### WRITTEN TASK
Report each line of the data below that contains the word "cluster".

### GIVEN INFORMATION
## start

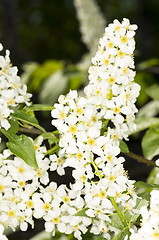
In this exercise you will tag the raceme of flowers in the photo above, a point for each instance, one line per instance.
(90, 128)
(12, 92)
(108, 105)
(92, 22)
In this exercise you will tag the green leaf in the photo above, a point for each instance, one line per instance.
(116, 222)
(144, 79)
(82, 212)
(151, 109)
(38, 107)
(27, 118)
(75, 80)
(122, 234)
(53, 87)
(148, 63)
(152, 178)
(143, 123)
(150, 143)
(14, 126)
(123, 146)
(42, 72)
(50, 136)
(153, 91)
(23, 147)
(42, 236)
(139, 203)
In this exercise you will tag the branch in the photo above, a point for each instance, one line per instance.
(141, 159)
(30, 130)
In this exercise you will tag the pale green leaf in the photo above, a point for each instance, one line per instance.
(39, 107)
(153, 91)
(53, 87)
(123, 146)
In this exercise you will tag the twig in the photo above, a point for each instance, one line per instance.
(141, 159)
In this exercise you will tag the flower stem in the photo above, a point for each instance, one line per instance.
(95, 167)
(118, 211)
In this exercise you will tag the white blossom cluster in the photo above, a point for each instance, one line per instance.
(90, 151)
(150, 220)
(92, 22)
(90, 128)
(12, 92)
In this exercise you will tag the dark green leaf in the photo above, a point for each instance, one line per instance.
(143, 123)
(27, 118)
(152, 178)
(14, 126)
(82, 212)
(122, 234)
(39, 107)
(116, 222)
(123, 146)
(153, 91)
(150, 143)
(23, 147)
(50, 136)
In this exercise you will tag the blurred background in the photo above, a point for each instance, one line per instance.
(45, 42)
(37, 30)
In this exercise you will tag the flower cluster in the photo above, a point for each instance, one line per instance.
(150, 220)
(91, 127)
(12, 92)
(91, 27)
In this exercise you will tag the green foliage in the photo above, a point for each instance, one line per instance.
(123, 146)
(82, 212)
(53, 87)
(122, 234)
(144, 123)
(38, 107)
(148, 63)
(145, 80)
(150, 143)
(153, 91)
(151, 109)
(152, 178)
(22, 147)
(27, 118)
(42, 72)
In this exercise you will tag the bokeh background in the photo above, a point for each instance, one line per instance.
(37, 30)
(45, 33)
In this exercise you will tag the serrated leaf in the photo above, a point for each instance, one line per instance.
(38, 107)
(123, 146)
(139, 203)
(148, 63)
(42, 236)
(151, 109)
(53, 87)
(50, 136)
(14, 126)
(116, 222)
(150, 143)
(27, 118)
(82, 212)
(122, 234)
(152, 178)
(143, 123)
(23, 147)
(153, 91)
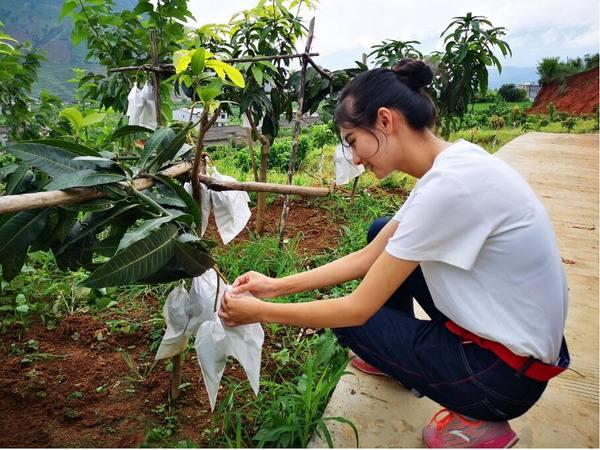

## end

### SOLUTION TO THIS EXERCISE
In this exercise you will tag the white blossom cluster in the photo above, a point for each instance, one line per instance.
In this exercise you will tag the flower cluster in the photo above, a point for each instance, one line per instance.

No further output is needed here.